• [Stated goal]:
Give only the lines from the one containing "Look at the photo above. For each instance of the dining" through the end of the material below, exactly as written.

[Object point labels]
•••••

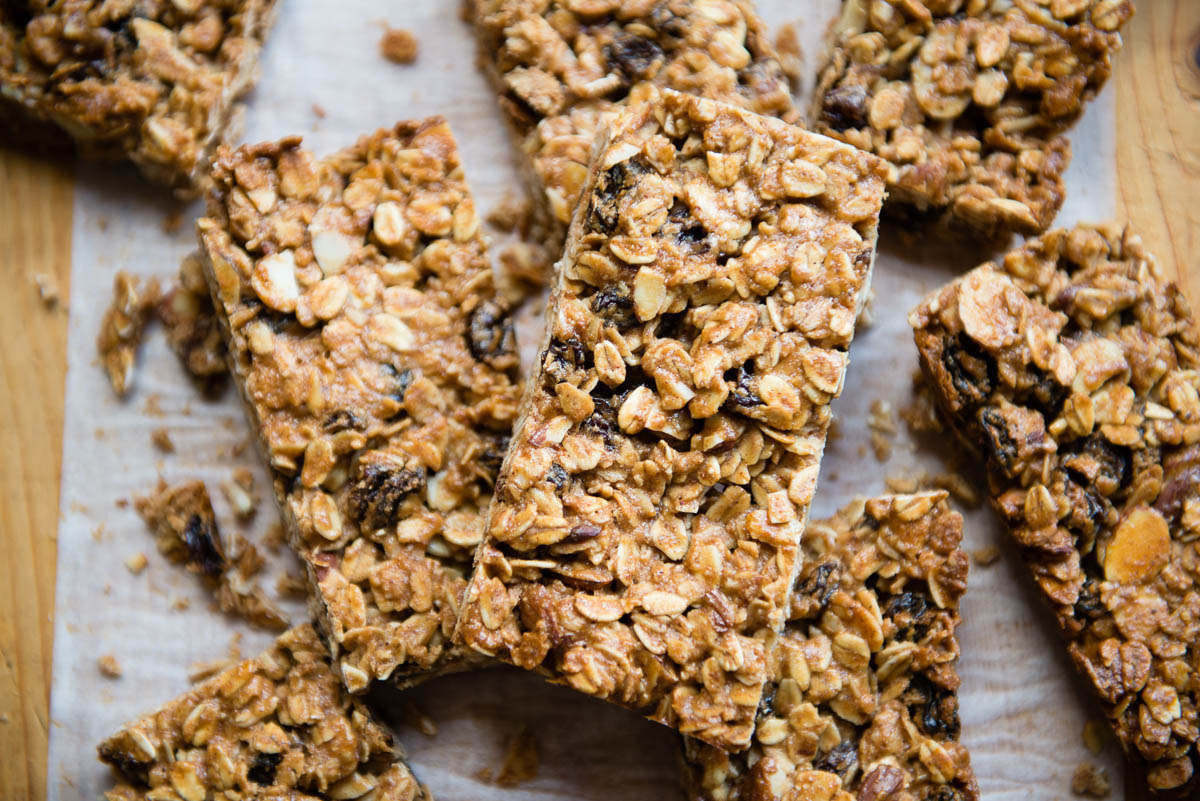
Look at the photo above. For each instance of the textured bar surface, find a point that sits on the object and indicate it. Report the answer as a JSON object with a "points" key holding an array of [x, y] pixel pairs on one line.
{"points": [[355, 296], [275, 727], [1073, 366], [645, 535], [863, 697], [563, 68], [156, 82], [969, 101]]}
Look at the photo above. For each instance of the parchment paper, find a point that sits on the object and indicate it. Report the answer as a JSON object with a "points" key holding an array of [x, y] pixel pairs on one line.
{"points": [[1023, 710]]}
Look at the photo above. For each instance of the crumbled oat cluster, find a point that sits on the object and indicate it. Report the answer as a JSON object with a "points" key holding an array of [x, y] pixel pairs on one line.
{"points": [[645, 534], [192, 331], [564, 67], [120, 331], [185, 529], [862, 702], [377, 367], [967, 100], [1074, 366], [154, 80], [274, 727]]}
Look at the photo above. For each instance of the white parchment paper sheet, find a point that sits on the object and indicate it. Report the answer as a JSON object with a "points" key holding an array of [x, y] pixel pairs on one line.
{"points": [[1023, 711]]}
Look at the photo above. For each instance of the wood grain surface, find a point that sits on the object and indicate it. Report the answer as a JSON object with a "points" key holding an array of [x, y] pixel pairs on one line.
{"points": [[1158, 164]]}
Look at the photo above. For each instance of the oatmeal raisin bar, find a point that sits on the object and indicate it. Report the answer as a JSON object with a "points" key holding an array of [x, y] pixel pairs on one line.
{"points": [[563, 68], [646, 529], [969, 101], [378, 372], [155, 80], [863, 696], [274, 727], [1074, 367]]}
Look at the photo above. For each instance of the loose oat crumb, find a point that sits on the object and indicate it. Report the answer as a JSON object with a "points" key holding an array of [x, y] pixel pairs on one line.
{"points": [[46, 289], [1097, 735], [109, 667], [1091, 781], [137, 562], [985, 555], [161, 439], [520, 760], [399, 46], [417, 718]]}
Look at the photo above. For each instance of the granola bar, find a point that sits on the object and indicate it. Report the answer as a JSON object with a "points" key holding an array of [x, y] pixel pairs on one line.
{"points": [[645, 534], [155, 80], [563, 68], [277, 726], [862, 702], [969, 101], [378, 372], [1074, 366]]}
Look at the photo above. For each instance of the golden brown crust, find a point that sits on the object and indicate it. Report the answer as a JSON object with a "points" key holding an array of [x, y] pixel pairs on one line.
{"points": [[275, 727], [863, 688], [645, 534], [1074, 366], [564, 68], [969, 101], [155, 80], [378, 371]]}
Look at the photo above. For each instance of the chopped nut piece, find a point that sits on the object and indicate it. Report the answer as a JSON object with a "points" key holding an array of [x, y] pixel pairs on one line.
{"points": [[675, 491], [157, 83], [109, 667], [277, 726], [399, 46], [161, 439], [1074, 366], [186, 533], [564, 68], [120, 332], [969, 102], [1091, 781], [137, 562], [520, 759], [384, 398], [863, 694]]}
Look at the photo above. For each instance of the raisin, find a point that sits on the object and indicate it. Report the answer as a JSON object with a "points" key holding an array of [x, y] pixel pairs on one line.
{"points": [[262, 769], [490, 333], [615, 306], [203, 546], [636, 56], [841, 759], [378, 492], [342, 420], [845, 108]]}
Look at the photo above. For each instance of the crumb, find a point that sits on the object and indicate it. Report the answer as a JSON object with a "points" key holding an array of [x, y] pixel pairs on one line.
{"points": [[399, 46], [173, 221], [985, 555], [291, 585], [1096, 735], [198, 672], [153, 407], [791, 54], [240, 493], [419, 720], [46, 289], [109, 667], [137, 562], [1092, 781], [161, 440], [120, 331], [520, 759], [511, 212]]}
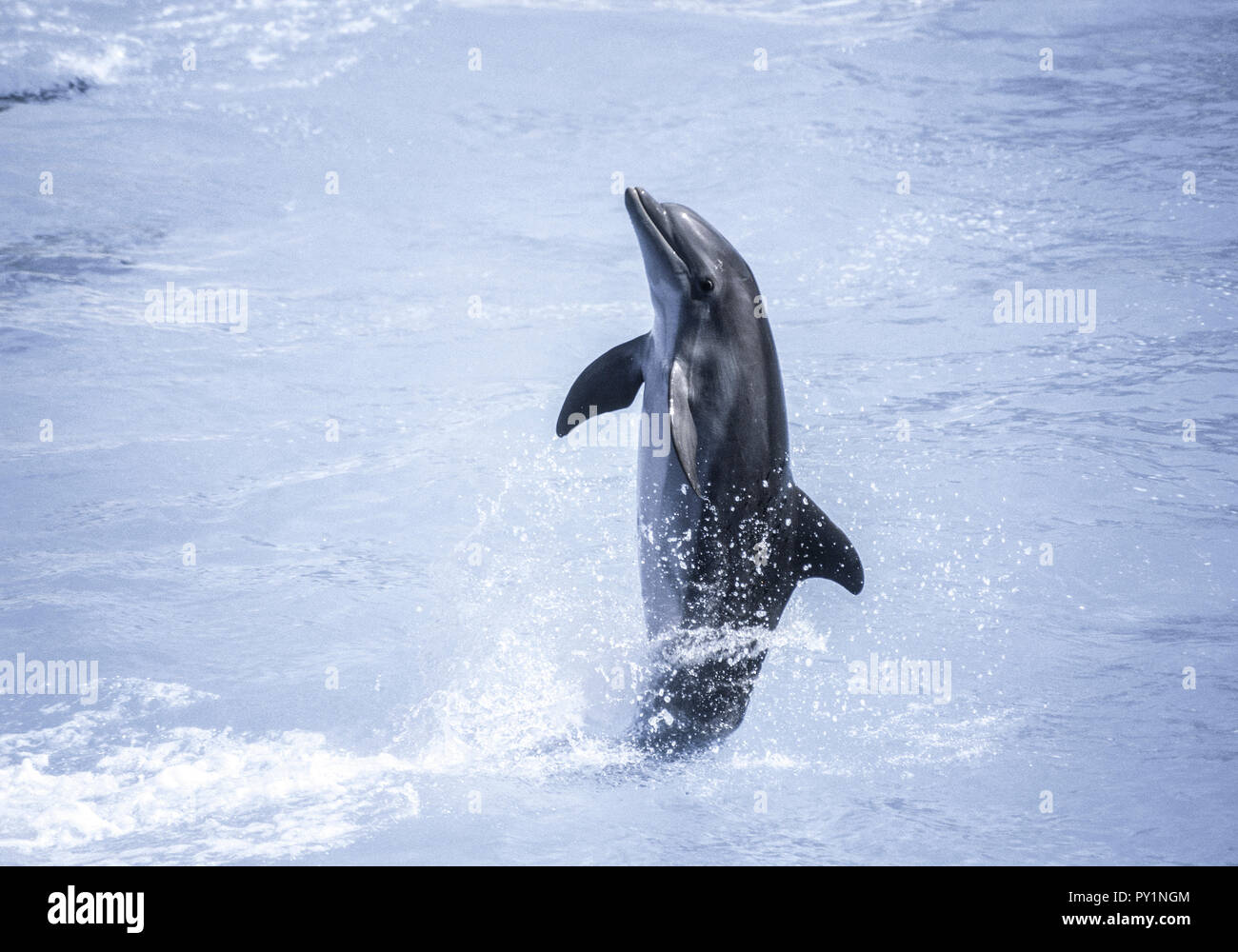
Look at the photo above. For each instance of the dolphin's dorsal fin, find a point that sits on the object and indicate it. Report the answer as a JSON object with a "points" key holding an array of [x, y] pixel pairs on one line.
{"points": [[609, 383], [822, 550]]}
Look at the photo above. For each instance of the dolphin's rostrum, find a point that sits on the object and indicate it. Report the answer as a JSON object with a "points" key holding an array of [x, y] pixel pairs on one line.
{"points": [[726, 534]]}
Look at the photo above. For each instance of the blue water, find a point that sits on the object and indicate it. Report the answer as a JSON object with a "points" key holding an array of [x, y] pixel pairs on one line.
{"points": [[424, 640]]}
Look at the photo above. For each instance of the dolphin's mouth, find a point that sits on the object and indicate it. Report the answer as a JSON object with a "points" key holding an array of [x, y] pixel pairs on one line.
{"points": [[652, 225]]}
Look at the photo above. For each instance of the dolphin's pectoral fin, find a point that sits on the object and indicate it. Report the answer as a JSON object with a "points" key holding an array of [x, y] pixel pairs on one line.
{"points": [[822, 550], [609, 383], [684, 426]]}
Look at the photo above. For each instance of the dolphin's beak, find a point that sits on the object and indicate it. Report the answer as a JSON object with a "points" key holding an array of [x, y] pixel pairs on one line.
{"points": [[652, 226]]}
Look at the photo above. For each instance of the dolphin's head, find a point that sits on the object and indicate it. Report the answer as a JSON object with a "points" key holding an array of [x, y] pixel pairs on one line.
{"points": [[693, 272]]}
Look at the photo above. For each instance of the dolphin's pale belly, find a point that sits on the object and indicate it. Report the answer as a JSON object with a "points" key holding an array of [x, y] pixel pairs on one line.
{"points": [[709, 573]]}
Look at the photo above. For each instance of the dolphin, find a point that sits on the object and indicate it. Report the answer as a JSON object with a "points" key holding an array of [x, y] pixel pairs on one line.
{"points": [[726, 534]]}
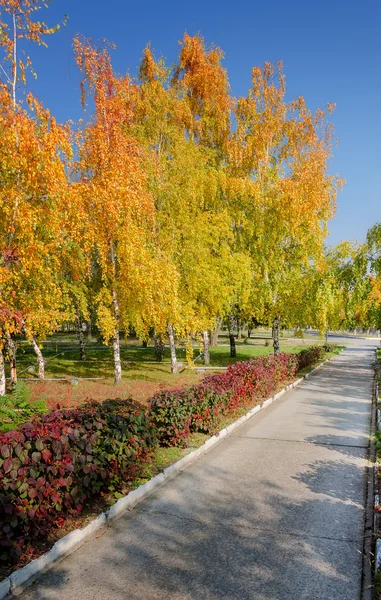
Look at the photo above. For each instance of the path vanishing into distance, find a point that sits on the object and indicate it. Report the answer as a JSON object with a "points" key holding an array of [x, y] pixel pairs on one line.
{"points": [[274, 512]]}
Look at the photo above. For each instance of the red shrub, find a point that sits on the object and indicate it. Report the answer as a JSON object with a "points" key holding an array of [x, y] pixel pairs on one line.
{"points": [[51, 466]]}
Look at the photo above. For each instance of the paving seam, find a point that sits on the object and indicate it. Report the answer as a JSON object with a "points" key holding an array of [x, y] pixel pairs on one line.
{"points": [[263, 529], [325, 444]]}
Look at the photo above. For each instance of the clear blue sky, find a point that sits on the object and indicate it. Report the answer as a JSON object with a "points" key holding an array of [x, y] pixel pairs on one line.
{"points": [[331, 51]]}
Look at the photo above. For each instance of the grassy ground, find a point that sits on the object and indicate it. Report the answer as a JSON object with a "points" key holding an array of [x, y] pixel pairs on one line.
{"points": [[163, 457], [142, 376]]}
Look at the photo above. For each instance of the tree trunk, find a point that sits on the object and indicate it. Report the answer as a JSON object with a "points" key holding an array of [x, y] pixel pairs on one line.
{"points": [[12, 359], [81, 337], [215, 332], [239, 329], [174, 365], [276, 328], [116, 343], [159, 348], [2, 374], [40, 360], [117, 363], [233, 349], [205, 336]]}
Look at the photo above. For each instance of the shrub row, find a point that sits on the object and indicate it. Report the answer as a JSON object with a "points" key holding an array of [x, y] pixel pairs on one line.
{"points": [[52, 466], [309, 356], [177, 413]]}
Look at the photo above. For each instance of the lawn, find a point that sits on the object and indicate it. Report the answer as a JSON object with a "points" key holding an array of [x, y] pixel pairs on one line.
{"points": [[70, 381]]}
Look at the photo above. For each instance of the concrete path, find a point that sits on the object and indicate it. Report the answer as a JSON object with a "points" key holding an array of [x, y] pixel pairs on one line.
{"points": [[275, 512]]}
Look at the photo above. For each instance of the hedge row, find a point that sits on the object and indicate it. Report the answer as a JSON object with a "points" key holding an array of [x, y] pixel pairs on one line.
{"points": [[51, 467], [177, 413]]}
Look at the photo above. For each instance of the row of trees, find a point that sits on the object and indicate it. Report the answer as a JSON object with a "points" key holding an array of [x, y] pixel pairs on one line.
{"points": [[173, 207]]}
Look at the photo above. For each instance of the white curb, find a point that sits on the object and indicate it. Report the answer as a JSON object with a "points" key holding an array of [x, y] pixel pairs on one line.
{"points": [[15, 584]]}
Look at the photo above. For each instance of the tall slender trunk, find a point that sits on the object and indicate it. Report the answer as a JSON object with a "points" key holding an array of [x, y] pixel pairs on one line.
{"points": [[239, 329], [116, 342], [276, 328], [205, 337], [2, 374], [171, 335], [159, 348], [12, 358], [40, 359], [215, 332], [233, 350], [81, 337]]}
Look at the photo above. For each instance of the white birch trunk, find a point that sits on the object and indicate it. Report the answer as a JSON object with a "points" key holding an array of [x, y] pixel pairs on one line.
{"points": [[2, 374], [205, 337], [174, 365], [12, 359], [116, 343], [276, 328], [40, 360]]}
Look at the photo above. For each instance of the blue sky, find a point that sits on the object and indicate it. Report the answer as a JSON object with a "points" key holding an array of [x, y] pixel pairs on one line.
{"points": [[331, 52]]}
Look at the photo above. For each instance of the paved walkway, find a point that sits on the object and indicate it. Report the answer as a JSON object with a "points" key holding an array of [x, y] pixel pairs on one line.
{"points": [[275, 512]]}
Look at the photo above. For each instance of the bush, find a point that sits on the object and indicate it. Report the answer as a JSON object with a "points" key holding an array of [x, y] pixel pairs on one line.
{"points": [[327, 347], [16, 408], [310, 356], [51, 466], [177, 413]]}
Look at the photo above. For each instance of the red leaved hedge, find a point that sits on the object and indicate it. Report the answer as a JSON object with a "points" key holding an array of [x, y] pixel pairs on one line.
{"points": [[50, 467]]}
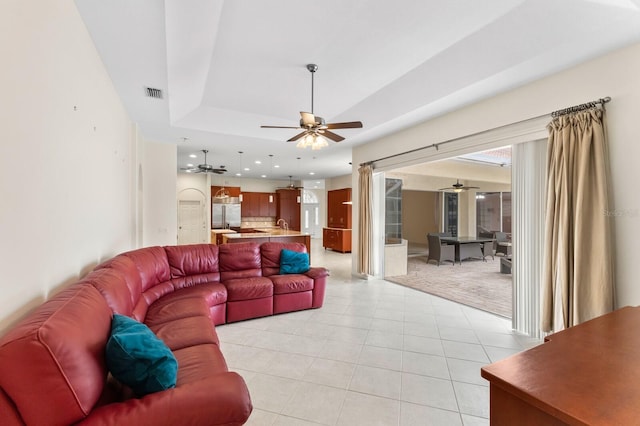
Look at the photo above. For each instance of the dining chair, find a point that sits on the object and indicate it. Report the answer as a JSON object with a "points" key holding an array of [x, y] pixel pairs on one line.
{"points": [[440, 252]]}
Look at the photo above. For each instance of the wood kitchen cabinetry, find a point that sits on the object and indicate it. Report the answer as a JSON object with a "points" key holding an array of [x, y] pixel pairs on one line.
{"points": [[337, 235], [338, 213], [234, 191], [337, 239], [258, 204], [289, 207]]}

•••••

• [Reply to the exercise]:
Look at the photo above. For each instance of the dining chair, find a point that sits on the object and indicate it. Report the answer as a JSON object with a "points" key holding an array of [x, y] pixel pairs on one line.
{"points": [[440, 252]]}
Look at the photo above. For each instance of the wood kitchen cabinetry, find a point that sits on the object and indicate it. Report the answer as a JSON object with a "points" key holding an array of [x, y] pixel pairs on one line.
{"points": [[337, 235], [338, 213], [234, 191], [337, 239], [258, 204], [289, 207]]}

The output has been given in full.